# [Task to complete]
Print exactly the lines from the one containing "Expected output, for every instance of the outstretched" through the last line of the listing, both included.

[Items from a dataset]
╔══

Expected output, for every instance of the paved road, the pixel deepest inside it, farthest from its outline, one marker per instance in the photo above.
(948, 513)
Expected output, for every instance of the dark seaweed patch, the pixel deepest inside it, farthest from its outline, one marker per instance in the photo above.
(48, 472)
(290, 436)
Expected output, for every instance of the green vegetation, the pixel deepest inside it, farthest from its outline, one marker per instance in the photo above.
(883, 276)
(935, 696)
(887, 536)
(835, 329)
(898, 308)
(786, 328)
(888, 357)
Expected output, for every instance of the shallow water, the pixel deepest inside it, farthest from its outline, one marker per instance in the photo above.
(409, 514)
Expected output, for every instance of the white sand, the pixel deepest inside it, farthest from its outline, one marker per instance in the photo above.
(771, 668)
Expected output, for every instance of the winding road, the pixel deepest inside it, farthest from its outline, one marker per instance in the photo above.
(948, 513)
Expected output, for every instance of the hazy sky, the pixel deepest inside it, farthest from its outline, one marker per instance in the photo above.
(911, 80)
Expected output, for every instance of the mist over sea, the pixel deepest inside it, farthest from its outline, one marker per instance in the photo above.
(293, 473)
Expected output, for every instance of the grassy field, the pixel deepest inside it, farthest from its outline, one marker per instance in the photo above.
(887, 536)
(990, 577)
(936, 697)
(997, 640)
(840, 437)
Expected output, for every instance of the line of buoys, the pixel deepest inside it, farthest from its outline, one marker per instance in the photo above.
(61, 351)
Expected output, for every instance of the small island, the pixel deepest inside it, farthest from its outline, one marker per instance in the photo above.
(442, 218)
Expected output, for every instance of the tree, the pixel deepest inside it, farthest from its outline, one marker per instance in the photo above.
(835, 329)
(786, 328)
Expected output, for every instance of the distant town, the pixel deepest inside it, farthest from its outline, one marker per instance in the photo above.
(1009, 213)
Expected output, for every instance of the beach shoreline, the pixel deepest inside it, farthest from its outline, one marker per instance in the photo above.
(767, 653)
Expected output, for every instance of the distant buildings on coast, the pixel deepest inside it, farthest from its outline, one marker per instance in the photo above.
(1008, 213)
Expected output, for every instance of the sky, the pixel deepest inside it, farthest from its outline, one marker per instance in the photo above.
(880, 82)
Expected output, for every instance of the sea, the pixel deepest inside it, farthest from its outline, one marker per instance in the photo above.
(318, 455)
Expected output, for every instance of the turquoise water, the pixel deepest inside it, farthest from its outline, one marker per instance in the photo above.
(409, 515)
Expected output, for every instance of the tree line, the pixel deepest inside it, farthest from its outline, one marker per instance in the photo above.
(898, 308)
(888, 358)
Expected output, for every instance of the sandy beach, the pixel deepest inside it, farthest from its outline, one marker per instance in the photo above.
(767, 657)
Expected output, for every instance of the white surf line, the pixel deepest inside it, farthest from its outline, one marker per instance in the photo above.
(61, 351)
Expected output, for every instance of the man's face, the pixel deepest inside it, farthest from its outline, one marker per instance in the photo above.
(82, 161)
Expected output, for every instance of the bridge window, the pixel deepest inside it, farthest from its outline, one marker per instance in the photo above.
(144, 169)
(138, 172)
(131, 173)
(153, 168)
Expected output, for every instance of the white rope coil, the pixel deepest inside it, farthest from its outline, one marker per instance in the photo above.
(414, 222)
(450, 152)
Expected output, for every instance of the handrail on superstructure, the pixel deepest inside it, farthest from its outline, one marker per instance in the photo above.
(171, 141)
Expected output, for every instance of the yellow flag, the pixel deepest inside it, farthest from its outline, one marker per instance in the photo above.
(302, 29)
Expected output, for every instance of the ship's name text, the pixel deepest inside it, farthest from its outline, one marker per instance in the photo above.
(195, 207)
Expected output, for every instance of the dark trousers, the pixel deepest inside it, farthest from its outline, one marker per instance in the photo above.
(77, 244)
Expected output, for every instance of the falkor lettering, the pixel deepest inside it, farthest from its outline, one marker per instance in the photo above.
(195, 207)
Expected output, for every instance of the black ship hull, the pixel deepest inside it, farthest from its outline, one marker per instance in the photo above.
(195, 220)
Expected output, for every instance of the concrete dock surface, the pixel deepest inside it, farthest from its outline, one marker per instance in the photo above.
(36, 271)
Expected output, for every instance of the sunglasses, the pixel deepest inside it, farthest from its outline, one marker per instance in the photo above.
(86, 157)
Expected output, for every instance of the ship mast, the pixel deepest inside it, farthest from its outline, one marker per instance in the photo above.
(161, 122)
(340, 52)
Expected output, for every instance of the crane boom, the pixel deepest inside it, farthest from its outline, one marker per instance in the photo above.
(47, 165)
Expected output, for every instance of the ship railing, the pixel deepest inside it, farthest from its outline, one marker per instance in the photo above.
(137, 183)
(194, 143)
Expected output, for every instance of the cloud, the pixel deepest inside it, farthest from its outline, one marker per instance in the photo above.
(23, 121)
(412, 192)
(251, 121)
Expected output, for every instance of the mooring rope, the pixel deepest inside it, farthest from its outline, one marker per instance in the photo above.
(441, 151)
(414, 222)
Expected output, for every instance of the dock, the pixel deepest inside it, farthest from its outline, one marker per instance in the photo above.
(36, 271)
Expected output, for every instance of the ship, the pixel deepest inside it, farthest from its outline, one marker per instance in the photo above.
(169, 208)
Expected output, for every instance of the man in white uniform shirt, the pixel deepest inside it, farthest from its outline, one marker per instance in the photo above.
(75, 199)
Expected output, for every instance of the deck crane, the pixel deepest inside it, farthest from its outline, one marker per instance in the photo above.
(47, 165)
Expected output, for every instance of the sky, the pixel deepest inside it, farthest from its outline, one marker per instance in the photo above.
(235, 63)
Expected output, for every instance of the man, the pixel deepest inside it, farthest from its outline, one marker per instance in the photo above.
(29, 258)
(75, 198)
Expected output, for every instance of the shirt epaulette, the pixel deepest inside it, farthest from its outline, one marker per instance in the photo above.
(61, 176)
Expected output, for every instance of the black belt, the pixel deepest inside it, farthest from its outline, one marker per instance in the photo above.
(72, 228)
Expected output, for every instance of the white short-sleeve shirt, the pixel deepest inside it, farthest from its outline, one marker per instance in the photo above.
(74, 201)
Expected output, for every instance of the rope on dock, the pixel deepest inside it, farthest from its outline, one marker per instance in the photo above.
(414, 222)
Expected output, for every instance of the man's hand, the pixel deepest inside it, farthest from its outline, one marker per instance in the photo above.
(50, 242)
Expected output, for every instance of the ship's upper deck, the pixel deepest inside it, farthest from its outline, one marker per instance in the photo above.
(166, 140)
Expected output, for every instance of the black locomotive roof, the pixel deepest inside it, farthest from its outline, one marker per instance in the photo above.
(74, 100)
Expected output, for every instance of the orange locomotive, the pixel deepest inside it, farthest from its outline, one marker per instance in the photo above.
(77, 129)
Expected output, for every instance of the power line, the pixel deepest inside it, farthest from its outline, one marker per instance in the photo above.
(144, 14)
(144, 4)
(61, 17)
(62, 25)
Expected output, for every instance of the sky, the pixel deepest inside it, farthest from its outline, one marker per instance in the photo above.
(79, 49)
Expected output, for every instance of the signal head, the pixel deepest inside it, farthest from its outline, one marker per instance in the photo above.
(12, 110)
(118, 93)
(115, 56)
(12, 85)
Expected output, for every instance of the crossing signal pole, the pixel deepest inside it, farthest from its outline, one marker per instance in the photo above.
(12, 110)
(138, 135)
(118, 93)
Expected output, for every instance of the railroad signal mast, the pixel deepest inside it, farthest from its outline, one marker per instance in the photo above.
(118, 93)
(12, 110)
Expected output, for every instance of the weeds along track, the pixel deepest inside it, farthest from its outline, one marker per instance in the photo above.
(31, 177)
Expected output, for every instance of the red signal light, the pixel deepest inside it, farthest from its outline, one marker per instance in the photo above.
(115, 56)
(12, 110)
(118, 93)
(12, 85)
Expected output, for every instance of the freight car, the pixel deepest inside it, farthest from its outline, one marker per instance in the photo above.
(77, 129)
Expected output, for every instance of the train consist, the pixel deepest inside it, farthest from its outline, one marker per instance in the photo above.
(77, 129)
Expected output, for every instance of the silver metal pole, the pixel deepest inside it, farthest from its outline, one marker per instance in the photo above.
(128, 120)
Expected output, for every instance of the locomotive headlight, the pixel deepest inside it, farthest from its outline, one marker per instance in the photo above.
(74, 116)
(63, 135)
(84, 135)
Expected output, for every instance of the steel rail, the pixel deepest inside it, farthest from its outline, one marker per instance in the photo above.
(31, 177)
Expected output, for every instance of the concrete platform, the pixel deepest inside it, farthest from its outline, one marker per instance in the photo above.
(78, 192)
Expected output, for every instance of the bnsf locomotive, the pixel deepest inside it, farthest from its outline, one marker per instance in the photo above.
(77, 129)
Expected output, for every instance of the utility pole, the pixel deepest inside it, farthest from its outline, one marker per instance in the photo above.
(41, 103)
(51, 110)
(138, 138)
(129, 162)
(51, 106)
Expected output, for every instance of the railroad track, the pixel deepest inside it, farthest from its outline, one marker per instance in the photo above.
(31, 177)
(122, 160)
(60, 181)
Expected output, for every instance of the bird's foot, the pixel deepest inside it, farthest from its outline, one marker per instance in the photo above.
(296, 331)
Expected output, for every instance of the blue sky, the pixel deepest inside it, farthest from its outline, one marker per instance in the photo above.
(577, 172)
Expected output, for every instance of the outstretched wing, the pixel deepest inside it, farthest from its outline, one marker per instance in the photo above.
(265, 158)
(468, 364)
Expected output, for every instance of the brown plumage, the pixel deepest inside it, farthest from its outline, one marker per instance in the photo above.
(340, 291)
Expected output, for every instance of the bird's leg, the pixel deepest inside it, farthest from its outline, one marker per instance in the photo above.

╚══

# [Written solution]
Expected output, for every instance of the outstretched wing, the pixel deepest inside it, farthest from its outline, one marker per instance in the photo above.
(265, 158)
(468, 364)
Expected output, for every instance of the brown plumage, the pixel deepest inside it, farthest from its outline, one marker per instance in the photo above.
(340, 291)
Expected output, for every instance of the bird's leg, the pixel deepest inside it, farthest from its outline, one marker per instance in the photo above.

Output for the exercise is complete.